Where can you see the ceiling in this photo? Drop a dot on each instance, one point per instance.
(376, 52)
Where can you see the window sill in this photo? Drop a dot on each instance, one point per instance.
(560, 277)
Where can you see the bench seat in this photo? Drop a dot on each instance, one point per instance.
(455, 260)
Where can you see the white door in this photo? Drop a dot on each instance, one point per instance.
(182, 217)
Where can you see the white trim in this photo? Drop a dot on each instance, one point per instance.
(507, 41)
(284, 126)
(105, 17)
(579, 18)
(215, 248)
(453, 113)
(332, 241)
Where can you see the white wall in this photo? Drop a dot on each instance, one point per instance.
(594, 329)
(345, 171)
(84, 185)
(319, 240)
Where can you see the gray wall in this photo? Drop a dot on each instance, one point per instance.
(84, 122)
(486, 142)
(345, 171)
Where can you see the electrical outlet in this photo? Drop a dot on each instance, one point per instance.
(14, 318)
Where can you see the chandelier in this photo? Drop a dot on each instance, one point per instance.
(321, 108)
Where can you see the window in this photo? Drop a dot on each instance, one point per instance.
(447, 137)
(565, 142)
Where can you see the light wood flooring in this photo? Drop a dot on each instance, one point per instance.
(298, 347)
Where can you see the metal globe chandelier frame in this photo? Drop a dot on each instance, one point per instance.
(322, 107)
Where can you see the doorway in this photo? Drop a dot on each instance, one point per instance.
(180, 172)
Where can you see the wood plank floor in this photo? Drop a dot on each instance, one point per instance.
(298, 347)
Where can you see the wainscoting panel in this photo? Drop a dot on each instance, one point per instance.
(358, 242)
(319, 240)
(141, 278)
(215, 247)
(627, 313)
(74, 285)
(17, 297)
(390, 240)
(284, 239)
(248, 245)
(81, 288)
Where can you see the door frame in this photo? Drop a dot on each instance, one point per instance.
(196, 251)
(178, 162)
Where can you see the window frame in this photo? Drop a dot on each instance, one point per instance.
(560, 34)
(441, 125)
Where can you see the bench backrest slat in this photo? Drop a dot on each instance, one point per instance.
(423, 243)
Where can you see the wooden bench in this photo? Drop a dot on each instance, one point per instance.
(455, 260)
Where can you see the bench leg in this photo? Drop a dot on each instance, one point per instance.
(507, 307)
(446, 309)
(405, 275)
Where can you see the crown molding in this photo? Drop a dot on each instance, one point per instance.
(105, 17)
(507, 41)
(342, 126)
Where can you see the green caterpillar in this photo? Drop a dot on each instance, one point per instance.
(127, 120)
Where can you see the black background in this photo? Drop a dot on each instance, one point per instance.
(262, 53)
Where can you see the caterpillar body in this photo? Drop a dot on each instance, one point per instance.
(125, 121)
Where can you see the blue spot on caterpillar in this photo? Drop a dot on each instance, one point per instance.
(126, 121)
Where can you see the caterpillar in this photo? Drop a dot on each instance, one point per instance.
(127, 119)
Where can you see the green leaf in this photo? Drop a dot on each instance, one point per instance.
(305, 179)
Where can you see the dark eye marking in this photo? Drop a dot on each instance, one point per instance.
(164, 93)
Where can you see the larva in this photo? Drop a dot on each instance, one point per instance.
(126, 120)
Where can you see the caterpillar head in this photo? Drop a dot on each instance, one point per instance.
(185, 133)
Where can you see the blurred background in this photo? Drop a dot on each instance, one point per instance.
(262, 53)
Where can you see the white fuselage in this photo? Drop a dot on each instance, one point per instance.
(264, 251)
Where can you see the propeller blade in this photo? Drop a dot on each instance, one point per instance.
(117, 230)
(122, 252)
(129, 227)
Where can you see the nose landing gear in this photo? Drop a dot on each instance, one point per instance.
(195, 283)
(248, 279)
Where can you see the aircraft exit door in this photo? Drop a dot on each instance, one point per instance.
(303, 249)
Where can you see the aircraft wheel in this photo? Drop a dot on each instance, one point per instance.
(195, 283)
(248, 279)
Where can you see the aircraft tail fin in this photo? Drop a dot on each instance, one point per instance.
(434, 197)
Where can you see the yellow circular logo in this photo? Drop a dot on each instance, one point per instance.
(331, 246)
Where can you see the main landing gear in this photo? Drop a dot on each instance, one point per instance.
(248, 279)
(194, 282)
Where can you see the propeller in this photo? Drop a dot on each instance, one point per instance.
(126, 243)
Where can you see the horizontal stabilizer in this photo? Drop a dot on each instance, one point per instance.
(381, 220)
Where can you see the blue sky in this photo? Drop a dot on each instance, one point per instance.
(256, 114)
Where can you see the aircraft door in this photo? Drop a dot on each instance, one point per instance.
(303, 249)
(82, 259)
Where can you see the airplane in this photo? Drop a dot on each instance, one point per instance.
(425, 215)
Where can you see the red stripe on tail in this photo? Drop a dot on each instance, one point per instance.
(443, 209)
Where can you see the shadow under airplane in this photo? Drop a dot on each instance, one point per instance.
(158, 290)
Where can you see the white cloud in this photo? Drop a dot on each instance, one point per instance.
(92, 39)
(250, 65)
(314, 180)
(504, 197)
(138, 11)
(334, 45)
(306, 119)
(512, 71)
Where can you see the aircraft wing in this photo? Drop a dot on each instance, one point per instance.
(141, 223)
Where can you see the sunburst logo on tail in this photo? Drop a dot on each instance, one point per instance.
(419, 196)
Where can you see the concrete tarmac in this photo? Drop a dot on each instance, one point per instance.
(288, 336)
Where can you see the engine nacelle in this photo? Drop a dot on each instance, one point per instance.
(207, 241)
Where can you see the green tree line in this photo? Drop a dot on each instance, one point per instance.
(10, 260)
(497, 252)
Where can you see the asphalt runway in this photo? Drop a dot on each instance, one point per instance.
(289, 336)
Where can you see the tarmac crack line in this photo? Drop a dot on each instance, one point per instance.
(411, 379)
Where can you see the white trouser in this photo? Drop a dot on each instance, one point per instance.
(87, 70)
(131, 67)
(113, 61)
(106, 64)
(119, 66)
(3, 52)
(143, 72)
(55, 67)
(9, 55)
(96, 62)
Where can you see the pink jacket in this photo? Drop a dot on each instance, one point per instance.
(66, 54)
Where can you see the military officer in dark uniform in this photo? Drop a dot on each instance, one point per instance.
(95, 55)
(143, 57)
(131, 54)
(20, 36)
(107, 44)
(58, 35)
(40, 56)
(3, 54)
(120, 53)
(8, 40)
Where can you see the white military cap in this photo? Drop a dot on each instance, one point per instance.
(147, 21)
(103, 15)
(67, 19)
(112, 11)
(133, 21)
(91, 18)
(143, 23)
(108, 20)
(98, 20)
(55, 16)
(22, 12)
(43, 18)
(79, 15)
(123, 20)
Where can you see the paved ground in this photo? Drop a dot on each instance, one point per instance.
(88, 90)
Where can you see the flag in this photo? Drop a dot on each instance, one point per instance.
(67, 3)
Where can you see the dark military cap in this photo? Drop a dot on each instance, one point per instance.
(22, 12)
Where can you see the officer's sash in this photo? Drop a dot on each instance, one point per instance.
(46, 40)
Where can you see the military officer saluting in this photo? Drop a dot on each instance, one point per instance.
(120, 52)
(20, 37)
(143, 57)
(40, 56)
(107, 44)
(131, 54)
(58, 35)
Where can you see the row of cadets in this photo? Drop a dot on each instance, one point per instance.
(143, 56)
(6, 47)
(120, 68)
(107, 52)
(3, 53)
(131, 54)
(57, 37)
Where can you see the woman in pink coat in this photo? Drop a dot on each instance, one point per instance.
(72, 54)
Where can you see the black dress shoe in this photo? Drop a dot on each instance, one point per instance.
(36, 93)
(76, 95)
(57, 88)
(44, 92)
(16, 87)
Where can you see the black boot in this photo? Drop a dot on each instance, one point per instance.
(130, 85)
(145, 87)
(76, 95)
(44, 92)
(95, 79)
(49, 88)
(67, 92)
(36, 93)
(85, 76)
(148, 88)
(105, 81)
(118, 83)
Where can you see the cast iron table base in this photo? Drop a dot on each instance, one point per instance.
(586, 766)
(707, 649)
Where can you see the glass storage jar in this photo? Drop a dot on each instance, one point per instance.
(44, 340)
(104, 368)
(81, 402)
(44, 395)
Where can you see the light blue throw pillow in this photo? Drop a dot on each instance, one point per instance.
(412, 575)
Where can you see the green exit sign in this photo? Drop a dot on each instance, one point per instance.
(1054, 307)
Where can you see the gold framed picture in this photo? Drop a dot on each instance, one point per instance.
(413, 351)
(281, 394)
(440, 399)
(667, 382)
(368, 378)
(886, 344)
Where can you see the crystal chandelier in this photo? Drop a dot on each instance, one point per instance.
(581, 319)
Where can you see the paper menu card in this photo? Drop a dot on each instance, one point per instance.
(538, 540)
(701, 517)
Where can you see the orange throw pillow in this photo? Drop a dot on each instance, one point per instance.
::::
Rewrite the entries between the lines holding "Where can you see the black boot" and "(1054, 307)", inclusive, substituting "Place a marker" for each "Drop a dot" and changing nothing else.

Where can you see the black boot in this photo? Place a marker on each instance, one point per instance.
(130, 85)
(145, 87)
(76, 95)
(44, 92)
(95, 79)
(49, 88)
(67, 92)
(36, 93)
(85, 76)
(148, 88)
(105, 81)
(118, 83)
Where can you see the cast iron table base in this photo? Place a marker on each instance, one point per instance.
(586, 766)
(707, 649)
Where can you see the glass storage jar in this photo? Place a marker on each instance, one point per instance.
(44, 340)
(104, 368)
(81, 402)
(44, 395)
Where can you see the light blue throw pillow in this photo? Place a marker on each instance, one point per instance.
(412, 575)
Where can you see the green exit sign in this photo? Place a marker on each instance, one point per instance.
(1054, 307)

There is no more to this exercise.